>> START PASSAGE PROVIDED
Table 3. Percent of coverage—all search engines combined
Average of the above three domains
A possible technical factor that could affect the chance for a site being indexed by a search engine is the visibility of the site on the Web, as measured by the number of inlinks pointing to the site. This is because all search engines use crawlers or spiders to build up their databases. A crawler finds Web sites by following links on the sites visited, so the more inlinks a site attracts, the more visible the site is to the search engine and the more likely it will be indexed. To determine if the number of inlinks does affect the chance for a site being indexed, a two-way analysis of variance test was carried out. The dependent variable was the inlink count and the two independent variables were country and coverage (a binary variable of covered or not). The analysis was carried out for each search engine separately, as different engines index different websites and thus will retrieve different numbers of inlinks. The results of all these tests reached the same conclusion: Sites that were covered had significantly (p<0.05) more inlinks than those not covered. However, there is no significant difference generally among countries in this regard. This would imply that inlink count is a factor contributing to the chance of being indexed, but does little in the way of explaining the differentiated coverage of sites across countries.
Number of Pages Covered
The above analysis examined the coverage issue through a binary variable that measured the extent to which sites were or were not covered. For those covered by all search engines, a further analysis was carried out on the number of pages that were indexed in order to determine if the representation is equal across countries on this measurement. Four two-way analysis of variance tests were carried out for the four types of domains. The dependent variable was the number of pages indexed, while the two independent variables were country and search engine. The frequency distributions of the dependent variable for all four domains were skewed, which violated the normality requirement of a two-way analysis of variance test. A logarithmic transformation (Howell, 2002; Judd & McClelland, 1989) was carried out, and the resulting frequency distributions were no longer skewed. Figures 5 to 8 present the average number of pages indexed for the four types of domains. The vertical axes in these figures represent the logarithm of the average number of pages covered. The higher a data point is on the vertical axis, the more pages indexed. Because the exact number of pages of a site was unknown, we did not know exactly what portion (i.e., what percent of pages) of the website was indexed. However, for any given site, we can compare the number of pages indexed by different search engines to know which engine covered a larger portion of the site. We can extend this comparison from a single site to sites in a country. For a given country in Figures 5 to 8, the search engine that is located higher on the vertical axis covered a larger portion of the sites in that country. For example, in Figure 5, MSN is located much higher than global Yahoo! for Chinese sites, which means that MSN covered a much larger portion of the Chinese commercial sites.
>> END PASSAGE PROVIDED
>> START DATA LINES
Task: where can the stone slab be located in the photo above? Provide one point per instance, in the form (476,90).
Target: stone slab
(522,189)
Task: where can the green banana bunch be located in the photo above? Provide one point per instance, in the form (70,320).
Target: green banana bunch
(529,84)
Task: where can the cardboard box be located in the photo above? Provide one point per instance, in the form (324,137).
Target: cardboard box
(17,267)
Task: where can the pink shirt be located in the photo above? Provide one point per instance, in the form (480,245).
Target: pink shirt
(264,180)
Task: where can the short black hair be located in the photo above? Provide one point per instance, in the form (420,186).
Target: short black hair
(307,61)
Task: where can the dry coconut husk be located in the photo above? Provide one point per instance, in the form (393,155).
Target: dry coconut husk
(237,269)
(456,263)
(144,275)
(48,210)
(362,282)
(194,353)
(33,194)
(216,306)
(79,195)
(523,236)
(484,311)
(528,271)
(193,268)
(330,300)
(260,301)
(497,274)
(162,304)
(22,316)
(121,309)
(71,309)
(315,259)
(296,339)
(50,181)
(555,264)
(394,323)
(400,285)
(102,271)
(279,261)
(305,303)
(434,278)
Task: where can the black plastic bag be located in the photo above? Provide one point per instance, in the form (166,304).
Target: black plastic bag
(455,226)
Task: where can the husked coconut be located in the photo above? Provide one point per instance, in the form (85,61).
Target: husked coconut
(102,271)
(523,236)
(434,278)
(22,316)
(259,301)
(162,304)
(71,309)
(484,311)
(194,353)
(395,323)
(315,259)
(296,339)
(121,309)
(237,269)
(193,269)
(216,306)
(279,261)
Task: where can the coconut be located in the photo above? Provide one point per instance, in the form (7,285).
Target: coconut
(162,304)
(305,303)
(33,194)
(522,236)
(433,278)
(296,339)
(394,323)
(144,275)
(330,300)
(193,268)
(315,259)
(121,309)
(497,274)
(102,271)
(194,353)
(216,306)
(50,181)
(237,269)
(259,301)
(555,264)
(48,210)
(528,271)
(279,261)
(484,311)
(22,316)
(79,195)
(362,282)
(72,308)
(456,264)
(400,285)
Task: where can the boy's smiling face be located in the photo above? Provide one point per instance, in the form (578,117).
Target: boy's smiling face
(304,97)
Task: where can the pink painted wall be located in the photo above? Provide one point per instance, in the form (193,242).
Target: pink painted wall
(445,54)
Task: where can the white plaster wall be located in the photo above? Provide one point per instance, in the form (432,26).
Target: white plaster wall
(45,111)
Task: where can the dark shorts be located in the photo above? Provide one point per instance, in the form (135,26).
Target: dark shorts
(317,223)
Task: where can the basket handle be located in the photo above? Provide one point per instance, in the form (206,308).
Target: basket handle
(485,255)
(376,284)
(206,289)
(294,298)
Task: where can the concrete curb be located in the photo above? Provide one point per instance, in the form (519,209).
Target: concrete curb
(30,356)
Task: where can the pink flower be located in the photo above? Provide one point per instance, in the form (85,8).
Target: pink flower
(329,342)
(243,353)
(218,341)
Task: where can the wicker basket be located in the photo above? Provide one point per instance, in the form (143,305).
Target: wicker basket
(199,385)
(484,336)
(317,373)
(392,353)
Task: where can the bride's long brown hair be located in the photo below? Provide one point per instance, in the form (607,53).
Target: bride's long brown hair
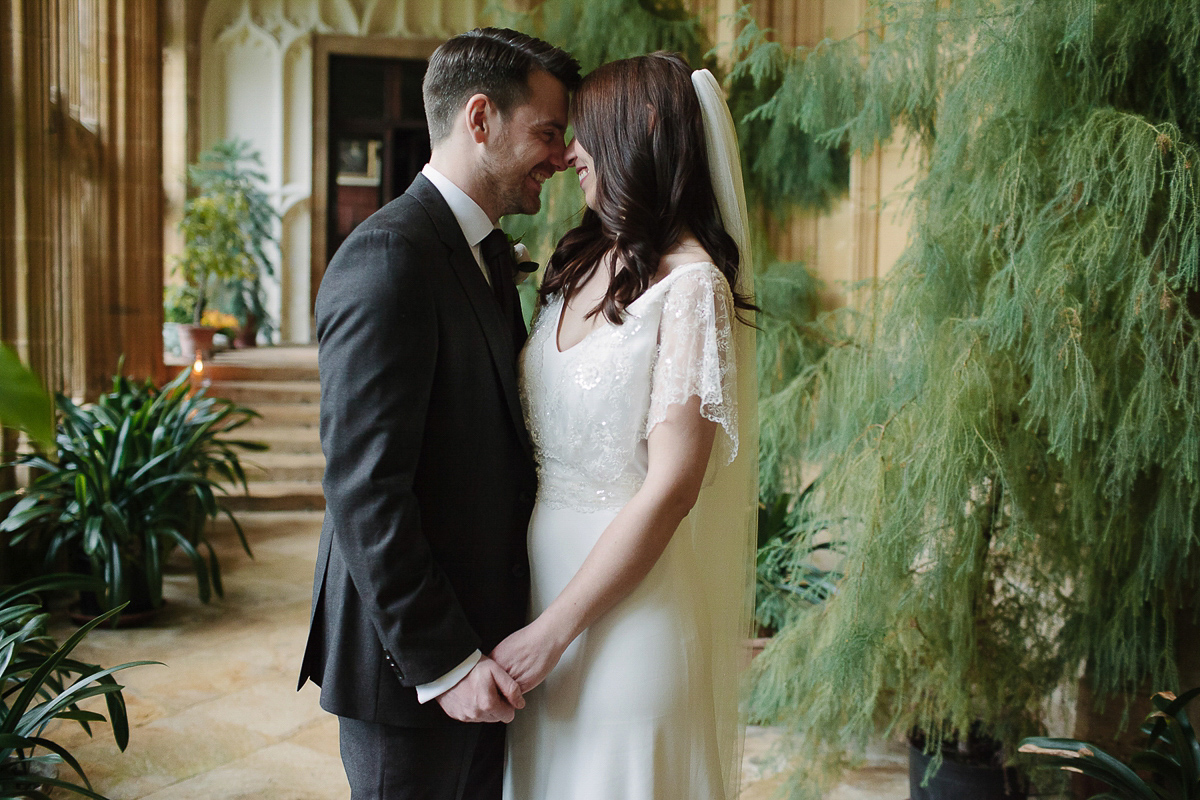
(641,122)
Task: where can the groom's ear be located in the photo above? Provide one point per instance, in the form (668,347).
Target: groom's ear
(480,115)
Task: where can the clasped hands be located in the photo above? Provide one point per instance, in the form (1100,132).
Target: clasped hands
(493,691)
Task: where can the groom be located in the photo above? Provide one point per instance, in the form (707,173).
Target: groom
(430,476)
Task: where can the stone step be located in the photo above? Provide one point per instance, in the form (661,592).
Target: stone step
(225,372)
(262,467)
(267,523)
(257,392)
(277,495)
(275,415)
(280,439)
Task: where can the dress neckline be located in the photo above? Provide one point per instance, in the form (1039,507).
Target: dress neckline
(605,324)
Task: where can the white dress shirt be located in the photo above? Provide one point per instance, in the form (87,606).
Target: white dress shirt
(475,226)
(472,218)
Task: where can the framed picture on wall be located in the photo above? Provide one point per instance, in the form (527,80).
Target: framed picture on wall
(358,162)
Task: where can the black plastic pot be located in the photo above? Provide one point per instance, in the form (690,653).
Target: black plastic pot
(961,781)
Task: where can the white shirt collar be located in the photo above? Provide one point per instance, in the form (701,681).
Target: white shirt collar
(472,218)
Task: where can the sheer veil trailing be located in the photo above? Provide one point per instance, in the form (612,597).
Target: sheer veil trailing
(725,518)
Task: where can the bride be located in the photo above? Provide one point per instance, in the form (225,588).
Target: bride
(637,385)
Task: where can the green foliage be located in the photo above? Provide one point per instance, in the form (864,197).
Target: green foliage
(24,402)
(41,684)
(787,581)
(227,227)
(1013,443)
(1170,758)
(785,167)
(179,305)
(135,477)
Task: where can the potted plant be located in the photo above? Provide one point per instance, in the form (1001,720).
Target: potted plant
(1012,441)
(227,228)
(136,475)
(1167,767)
(791,571)
(40,684)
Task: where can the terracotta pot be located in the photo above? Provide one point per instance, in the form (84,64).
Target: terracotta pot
(196,338)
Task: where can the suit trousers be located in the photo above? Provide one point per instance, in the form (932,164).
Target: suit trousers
(460,762)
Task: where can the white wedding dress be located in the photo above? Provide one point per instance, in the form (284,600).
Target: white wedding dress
(628,714)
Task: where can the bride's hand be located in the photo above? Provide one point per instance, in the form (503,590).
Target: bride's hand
(529,654)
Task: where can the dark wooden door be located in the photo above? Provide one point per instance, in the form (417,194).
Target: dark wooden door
(378,139)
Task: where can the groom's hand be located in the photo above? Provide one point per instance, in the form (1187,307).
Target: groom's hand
(486,695)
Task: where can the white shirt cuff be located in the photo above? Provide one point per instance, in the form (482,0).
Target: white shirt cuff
(426,692)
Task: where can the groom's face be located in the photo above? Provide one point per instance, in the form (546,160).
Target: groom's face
(528,146)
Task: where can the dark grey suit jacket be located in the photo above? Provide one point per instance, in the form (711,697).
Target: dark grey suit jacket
(430,476)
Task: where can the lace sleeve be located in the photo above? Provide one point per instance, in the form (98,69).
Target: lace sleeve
(695,356)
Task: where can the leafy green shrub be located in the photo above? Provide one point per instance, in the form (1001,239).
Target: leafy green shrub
(227,228)
(136,475)
(41,684)
(1168,768)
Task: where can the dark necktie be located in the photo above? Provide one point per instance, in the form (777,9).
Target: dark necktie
(501,266)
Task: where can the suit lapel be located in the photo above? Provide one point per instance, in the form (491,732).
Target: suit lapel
(487,312)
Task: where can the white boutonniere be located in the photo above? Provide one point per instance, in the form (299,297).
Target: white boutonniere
(526,265)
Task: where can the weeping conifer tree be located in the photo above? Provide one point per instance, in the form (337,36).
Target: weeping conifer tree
>> END DATA LINES
REQUIRED WORK ->
1 > Gather every line of the records that contains the string "stone". Case counts.
2 > Pick up the passage on search engine coverage of websites across countries and continue it after its final sentence.
The records have no connection to the text on search engine coverage.

TASK-BY-TASK RESULTS ->
1 >
Task: where can the stone slab be located in the photo above? Provide one point per instance, in the form (476,90).
Target: stone slab
Task: where can the stone step be located in the photo above? Provide one point per instance, in the form (661,592).
Target: stone step

2 >
The two-way analysis of variance tests revealed significant differences among the search engines. As is shown in Figures 5 through 8, MSN and Google indexed a larger portion of these sites in general, except for the Chinese academic sites where Yahoo! China fared much better. Yahoo! China indexed a larger portion of the Chinese sites than did global Yahoo!. The coverage of the Chinese government sites by global Yahoo! was particularly poor. There were larger discrepancies among search engines in indexing non-U.S. sites than there were in indexing U.S. sites (this is shown by the larger discrepancy in the vertical axis for non-American sites). Relatively speaking, MSN and Google had better coverage of the non-U.S. sites.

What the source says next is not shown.